Resolving HW enqueue contention

Recently, I had few email exchanges about HW enqueue contention in oracle-l list and offline. There were few interesting observations emerged from test cases created during that discussion.

HW enqueue

When a session needs access to a resource, it requests a lock on that resource in a specific mode. Internally, lock and resource structures are used to control access to a resource. Enqueues, as name suggests, have First In First Out queueing mechanism. You can find more information about internals of locks in my paper [printed in 2001 ]Internals of locks

Segments have High Water Mark (HWM) indicating that blocks below that HWM have been formatted. New tables or truncated tables [ that is truncated without reuse storage clause ], have HWM value set to segment header block. Meaning, there are zero blocks below HWM. As new rows inserted or existing rows updated (increasing row length), more blocks are added to the free lists and HWM bumped up to reflect these new blocks. HW enqueues are acquired in Exclusive mode before updating HWM and essentially HW enqueues operate as a serializing mechanism for HWM updates.

In non-ASSM tablespaces, HWM is bumped up by 5 blocks at a time ( Actually, undocumented parameter _bump_highwater_mark_count controls this behavior and defaults to 5). Heavy inserts in to a table can result in increased HWM activity leading to HW enqueue contention. This issue is prevalent if the table has LOB columns or if the row length is big.

Measuring HW enqueue contention

We will use few test cases to see how underlying extent size and table structures are affecting HW enqueue contention. But, before we need to find a way to measure total number of gets on HW enqueue. If total number of gets on HW enqueue is reduced, enqueue contention can be relieved.

Fixed table x$ksqst stores statistics about total number of enqueue gets, success and failures of those gets at instance level. For example, to see total number of gets on HW enqueue, following query can be used. Column ksqstreq indicates total # of gets and ksqstwat shows total # of waits.

SQL> select ksqstreq, ksqstwat from x$ksqst where ksqsttyp='HW';

  KSQSTREQ   KSQSTWAT
---------- ----------
    546953         50

From Oracle version 10g and above, x$ksqst is externalized as v$enqueue_statistics.

However, this statistics shows activity at instance level. While we can use this statistics to measure HW enqueue activity , we need to make sure that there is no other session acquiring HW enqueue. Event 10704 can be used to trace enqueues and every call to get an enqueue prints few lines in the trace file. SQL statement to dump this information to trace file is :

alter session set events ‘10704 trace name context forever, level 15′;

Event 10704 is documented as below:

10704, 00000, "Print out information about what enqueues are being obtained"

====================

• _Given instruction 1_: In the passage on HW enqueue contention, by how many blocks is the HWM bumped up at a time in non-ASSM tablespaces?
• _Given instruction 2_: Reproduce the passage on HW enqueue contention from "Resolving HW enqueue contention" to "during that discussion.".
• _Given instruction 3_: Carry on the passage about HW enqueue contention after its final sentence.

• _Given records_:

====================

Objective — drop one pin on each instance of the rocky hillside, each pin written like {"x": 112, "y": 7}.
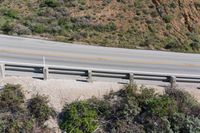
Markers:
{"x": 148, "y": 24}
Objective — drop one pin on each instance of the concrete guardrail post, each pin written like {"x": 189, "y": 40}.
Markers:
{"x": 173, "y": 81}
{"x": 89, "y": 79}
{"x": 2, "y": 70}
{"x": 45, "y": 73}
{"x": 131, "y": 78}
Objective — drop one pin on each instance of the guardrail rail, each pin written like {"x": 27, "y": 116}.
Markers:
{"x": 44, "y": 71}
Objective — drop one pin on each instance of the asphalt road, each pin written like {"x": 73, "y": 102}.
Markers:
{"x": 25, "y": 50}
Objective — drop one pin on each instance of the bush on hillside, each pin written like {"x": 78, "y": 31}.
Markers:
{"x": 14, "y": 114}
{"x": 39, "y": 108}
{"x": 134, "y": 109}
{"x": 79, "y": 117}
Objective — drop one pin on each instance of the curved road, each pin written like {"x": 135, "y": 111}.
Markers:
{"x": 25, "y": 50}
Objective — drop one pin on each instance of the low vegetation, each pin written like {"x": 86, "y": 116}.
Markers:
{"x": 19, "y": 116}
{"x": 132, "y": 109}
{"x": 172, "y": 25}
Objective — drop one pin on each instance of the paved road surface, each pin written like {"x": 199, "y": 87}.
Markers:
{"x": 26, "y": 50}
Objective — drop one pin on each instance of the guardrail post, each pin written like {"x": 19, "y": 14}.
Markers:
{"x": 173, "y": 81}
{"x": 131, "y": 78}
{"x": 45, "y": 73}
{"x": 2, "y": 70}
{"x": 89, "y": 76}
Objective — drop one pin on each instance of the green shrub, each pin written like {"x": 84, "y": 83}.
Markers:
{"x": 39, "y": 108}
{"x": 79, "y": 117}
{"x": 51, "y": 3}
{"x": 168, "y": 18}
{"x": 185, "y": 102}
{"x": 11, "y": 13}
{"x": 162, "y": 106}
{"x": 11, "y": 98}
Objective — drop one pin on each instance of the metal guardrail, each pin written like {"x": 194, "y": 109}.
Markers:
{"x": 90, "y": 73}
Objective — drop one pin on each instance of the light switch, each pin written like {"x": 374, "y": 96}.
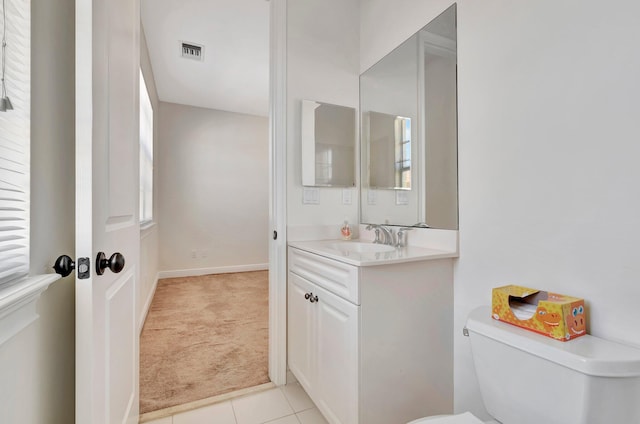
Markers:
{"x": 346, "y": 196}
{"x": 311, "y": 196}
{"x": 402, "y": 197}
{"x": 371, "y": 197}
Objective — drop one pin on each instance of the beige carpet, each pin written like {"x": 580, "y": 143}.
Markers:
{"x": 204, "y": 336}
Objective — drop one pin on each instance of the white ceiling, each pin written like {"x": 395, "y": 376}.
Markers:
{"x": 234, "y": 75}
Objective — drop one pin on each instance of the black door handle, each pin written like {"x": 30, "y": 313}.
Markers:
{"x": 64, "y": 265}
{"x": 115, "y": 263}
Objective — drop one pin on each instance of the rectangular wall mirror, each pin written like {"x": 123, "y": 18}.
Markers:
{"x": 328, "y": 145}
{"x": 408, "y": 106}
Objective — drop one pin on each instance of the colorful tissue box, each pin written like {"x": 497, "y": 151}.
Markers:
{"x": 554, "y": 315}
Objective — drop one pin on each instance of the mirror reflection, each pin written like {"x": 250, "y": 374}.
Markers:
{"x": 408, "y": 103}
{"x": 389, "y": 151}
{"x": 328, "y": 144}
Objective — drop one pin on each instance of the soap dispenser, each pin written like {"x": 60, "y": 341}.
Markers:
{"x": 345, "y": 230}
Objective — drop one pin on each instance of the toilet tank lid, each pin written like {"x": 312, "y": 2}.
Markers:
{"x": 587, "y": 354}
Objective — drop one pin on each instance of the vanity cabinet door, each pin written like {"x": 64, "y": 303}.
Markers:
{"x": 300, "y": 328}
{"x": 336, "y": 347}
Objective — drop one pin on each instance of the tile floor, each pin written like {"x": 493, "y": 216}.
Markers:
{"x": 281, "y": 405}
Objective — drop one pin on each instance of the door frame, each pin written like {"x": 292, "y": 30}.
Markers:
{"x": 278, "y": 192}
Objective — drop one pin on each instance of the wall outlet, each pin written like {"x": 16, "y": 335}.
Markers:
{"x": 346, "y": 196}
{"x": 310, "y": 196}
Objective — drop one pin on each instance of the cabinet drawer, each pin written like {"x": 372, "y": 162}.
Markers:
{"x": 337, "y": 277}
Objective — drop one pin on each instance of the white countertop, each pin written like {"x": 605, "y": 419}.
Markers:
{"x": 328, "y": 249}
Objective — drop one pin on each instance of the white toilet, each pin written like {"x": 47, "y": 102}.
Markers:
{"x": 526, "y": 378}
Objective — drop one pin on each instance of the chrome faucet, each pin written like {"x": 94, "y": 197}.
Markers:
{"x": 383, "y": 235}
{"x": 401, "y": 236}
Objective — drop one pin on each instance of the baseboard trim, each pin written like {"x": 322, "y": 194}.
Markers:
{"x": 194, "y": 272}
{"x": 167, "y": 412}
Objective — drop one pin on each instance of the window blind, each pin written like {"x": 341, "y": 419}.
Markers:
{"x": 14, "y": 146}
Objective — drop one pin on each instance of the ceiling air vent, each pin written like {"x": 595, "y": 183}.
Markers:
{"x": 192, "y": 51}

====================

• _Right answer 1_: By 5 blocks at a time.

• _Right answer 2_:
Resolving HW enqueue contention

Recently, I had few email exchanges about HW enqueue contention in oracle-l list and offline. There were few interesting observations emerged from test cases created during that discussion.

• _Right answer 3_:
// *Cause:  When enabled, prints out arguments to calls to ksqcmi and
//          ksqlrl and the return values.
// *Action: Level indicates details:
//   Level: 1-4: print out basic info for ksqlrl, ksqcmi
//          5-9: also print out stuff in callbacks:  ksqlac, ksqlop
//          10+: also print out time for each line

Few lines from the trace files printed below. ksq is internal Oracle module names for enqueues and ksqgtl is to get locks on a resource. From the lines below, we can see that HW enqueue is acquired in mode 6, exclusive mode. Timestamp is also printed since we enabled this event at level 15. If we need count number of HW enqueue gets, we need to count occurrences of HW- string in the trace file.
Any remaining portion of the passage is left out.